== SELECTED EXTRACT ==
━━━━━━━━

The campaign for cost-cutting is being led by the Democratic Party and the liberal establishment, including the main newspaper of American liberalism, the New York Times.

In an editorial published on Tuesday (“Financing Health Care Reform”), the Times wrote that the administration “is right to insist that reform be fully paid for over the next decade lest it drive up the federal deficit ... That means either cutting spending or raising additional money.”

The newspaper endorsed the general plans of the administration to cut costs throughout health care. In doing so, it underscored one of the main underlying goals of the administration’s proposals: reduce spending on the principal health care programs for the poor and elderly.

It is necessary to begin “cutting and reallocating hundreds of billions of dollars from projected spending on Medicare and Medicaid, as the Obama administration has proposed and Congress is considering,” the Times wrote. “Just to be sure, Congress ought to establish a fail-safe mechanism that could impose additional cuts after a few years if savings are less than projected.”

━━━━━━━━

== EXTRACTED RECORDS ==

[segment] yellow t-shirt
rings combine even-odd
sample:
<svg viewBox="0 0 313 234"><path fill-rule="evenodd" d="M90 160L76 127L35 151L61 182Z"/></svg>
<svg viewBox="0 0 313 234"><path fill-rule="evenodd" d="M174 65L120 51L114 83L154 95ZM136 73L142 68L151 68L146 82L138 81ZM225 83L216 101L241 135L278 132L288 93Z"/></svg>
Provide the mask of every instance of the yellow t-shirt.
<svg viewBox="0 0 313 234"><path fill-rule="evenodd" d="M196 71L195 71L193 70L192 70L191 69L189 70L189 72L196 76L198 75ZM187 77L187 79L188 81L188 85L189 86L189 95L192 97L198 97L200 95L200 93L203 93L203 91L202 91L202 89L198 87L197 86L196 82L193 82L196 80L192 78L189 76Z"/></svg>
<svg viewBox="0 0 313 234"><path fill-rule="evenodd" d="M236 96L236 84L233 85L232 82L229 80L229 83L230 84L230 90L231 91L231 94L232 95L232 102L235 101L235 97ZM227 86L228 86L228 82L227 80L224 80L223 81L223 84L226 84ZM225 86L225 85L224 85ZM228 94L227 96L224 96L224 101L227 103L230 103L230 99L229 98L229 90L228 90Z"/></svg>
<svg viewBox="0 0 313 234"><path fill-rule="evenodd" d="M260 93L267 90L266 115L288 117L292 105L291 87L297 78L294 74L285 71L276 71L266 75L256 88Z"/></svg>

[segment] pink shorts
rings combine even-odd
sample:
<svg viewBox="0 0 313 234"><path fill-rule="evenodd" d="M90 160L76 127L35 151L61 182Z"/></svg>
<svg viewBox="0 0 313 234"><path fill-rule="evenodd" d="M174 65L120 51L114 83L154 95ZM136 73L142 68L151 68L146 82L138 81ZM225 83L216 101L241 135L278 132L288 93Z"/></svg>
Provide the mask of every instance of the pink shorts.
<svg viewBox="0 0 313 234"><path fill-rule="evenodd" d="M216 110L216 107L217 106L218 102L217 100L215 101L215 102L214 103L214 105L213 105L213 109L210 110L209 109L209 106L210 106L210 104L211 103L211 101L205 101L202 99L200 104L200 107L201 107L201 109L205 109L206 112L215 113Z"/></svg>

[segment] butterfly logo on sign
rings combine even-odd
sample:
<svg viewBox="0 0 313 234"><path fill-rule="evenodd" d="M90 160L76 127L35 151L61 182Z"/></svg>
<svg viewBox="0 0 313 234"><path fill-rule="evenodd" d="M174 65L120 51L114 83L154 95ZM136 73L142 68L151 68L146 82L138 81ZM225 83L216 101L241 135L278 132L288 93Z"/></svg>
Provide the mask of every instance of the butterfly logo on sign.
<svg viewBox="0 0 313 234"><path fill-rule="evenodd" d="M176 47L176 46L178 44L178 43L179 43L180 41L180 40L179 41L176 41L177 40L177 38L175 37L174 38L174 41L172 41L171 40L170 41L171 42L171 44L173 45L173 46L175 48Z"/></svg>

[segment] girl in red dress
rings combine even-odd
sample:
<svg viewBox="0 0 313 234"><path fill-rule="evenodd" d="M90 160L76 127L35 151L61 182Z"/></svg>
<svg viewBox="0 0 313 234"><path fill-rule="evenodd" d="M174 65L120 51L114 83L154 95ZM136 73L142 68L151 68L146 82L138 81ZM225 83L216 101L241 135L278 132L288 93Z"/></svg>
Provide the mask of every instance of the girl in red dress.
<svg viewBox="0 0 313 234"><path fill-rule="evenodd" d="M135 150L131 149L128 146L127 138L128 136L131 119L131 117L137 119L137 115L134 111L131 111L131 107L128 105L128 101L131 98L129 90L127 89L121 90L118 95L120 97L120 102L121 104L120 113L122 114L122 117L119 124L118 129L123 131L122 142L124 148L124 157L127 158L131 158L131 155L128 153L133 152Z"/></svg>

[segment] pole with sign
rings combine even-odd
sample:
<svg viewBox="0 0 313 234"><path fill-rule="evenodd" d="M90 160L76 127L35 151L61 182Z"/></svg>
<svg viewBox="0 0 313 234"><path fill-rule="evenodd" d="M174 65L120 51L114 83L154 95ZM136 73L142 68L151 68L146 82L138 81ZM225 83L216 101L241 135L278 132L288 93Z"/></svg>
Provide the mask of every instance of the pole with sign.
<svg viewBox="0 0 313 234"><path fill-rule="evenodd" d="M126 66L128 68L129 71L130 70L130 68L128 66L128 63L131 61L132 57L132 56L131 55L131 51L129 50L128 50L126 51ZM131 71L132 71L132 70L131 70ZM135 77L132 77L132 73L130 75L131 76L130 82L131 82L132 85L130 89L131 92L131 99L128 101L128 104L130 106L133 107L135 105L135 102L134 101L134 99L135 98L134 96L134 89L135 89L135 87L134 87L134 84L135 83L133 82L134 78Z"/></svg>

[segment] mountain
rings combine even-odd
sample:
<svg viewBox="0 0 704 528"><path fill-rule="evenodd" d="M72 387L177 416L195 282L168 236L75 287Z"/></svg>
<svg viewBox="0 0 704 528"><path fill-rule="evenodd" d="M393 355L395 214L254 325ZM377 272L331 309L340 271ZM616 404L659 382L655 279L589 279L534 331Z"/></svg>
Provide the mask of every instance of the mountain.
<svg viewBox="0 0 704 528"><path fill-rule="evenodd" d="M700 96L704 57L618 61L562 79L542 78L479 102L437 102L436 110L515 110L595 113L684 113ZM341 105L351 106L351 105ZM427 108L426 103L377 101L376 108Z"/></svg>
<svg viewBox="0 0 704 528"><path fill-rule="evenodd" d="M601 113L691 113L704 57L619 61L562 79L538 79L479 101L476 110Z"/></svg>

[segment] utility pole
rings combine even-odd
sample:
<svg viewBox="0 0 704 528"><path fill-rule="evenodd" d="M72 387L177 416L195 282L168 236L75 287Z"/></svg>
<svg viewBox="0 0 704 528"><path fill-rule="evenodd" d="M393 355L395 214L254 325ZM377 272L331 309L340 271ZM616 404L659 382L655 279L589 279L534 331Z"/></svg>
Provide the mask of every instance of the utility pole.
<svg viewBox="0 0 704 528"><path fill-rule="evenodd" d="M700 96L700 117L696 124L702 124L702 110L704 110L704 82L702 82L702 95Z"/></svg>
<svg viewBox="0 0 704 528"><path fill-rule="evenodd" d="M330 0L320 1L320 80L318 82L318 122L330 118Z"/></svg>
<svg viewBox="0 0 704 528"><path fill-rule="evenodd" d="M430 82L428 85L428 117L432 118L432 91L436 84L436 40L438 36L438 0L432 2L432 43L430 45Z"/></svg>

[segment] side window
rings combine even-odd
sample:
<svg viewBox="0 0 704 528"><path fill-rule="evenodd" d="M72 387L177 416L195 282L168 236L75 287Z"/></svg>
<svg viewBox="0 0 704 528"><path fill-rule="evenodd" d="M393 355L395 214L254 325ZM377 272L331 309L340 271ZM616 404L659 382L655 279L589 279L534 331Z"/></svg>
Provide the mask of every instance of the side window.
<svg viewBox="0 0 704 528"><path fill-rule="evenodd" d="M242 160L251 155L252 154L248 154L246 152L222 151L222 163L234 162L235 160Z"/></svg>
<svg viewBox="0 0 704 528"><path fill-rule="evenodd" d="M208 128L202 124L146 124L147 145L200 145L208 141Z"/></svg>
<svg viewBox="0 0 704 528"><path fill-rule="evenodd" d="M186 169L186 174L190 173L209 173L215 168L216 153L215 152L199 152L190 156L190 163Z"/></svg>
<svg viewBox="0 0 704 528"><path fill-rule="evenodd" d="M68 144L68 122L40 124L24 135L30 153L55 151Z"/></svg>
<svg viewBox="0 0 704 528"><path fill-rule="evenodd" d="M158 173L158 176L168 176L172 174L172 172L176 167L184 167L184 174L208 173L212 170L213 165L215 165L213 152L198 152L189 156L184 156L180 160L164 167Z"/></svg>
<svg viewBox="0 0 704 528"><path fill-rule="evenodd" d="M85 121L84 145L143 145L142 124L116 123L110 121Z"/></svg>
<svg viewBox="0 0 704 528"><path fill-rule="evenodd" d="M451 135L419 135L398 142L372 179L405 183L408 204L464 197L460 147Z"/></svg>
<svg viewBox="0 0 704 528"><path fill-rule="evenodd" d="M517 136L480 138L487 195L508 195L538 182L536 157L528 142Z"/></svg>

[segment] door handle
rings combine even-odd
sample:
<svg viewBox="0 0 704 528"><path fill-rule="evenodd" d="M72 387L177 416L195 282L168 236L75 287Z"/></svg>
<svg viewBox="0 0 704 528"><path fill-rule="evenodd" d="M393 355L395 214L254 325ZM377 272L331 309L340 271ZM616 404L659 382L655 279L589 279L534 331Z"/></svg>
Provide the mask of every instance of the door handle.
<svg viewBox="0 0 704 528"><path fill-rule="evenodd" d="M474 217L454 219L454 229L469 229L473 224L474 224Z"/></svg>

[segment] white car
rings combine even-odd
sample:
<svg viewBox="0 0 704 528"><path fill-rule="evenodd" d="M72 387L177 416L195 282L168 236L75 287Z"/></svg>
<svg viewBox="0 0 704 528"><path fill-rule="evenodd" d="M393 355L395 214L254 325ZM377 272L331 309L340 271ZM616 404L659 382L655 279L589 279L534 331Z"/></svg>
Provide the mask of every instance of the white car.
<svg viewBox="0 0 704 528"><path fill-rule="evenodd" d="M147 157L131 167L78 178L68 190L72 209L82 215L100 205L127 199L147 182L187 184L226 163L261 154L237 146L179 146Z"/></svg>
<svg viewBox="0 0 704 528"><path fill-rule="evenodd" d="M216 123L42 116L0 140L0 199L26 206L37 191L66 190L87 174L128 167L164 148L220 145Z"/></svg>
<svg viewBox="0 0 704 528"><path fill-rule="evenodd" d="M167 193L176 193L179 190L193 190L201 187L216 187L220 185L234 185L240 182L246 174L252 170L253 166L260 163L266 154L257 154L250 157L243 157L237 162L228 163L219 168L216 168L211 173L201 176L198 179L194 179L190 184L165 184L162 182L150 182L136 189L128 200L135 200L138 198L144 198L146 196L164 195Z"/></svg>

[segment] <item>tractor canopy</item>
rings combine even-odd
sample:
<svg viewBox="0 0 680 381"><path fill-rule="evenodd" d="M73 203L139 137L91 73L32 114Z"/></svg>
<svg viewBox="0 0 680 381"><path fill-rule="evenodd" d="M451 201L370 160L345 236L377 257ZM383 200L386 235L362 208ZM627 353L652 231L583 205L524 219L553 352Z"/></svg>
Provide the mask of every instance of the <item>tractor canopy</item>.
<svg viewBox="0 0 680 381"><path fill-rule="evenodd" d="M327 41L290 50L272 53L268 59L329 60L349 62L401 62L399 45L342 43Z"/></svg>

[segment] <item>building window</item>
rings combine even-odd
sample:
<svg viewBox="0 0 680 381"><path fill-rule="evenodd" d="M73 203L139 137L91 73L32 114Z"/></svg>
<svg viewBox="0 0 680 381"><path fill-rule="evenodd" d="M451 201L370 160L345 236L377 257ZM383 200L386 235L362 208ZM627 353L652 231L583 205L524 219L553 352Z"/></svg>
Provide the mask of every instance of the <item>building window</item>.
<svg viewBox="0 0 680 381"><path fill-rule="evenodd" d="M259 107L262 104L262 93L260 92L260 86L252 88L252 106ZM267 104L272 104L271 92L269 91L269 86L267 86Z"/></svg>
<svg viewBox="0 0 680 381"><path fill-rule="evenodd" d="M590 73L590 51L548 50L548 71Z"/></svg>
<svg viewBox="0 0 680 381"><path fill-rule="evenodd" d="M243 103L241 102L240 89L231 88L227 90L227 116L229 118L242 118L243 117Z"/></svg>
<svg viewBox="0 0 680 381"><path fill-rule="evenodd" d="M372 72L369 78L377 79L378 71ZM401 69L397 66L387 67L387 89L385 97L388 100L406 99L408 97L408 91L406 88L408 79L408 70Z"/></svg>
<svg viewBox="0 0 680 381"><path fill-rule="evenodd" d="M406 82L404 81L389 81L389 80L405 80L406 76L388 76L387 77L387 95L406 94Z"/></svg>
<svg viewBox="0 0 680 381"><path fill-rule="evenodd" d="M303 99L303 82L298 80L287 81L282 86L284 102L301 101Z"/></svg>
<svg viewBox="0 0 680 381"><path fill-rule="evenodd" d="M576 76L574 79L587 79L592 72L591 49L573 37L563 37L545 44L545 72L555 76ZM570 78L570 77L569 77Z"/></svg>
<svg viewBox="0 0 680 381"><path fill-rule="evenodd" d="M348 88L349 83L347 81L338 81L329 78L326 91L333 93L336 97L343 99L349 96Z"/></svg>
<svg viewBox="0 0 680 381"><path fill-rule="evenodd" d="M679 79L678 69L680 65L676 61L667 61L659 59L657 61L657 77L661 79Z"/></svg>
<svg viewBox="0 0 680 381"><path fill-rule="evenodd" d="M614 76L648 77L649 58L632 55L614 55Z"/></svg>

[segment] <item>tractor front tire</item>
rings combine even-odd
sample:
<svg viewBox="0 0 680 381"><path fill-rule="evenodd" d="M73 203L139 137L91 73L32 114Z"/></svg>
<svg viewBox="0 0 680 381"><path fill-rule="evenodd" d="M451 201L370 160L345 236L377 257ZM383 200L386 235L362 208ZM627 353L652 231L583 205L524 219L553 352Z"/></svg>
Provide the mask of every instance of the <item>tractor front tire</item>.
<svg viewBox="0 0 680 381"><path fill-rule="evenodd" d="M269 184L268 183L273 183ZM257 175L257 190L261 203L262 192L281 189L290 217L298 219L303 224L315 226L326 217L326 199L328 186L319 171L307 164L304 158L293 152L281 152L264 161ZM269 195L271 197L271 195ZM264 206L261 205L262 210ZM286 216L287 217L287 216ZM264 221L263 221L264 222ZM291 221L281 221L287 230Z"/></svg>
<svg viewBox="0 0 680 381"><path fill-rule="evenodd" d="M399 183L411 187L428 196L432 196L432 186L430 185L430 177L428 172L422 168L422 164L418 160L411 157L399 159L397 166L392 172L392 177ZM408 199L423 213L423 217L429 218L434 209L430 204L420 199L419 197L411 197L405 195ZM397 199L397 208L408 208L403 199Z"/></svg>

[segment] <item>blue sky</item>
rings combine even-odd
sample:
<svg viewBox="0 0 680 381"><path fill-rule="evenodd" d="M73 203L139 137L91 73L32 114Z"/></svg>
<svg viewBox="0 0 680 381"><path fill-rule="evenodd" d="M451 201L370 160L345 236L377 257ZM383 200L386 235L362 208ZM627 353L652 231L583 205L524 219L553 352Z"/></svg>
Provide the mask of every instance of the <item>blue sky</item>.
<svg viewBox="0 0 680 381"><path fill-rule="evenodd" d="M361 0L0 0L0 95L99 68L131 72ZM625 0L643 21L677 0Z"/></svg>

━━━━━━━━

== ABOUT THIS TASK ==
List every organization or government body that the text on health care cost-cutting refers to by a proper name. Answer from the text alone.

== OUTPUT FOR THIS TASK ==
- Democratic Party
- New York Times
- Obama administration
- Congress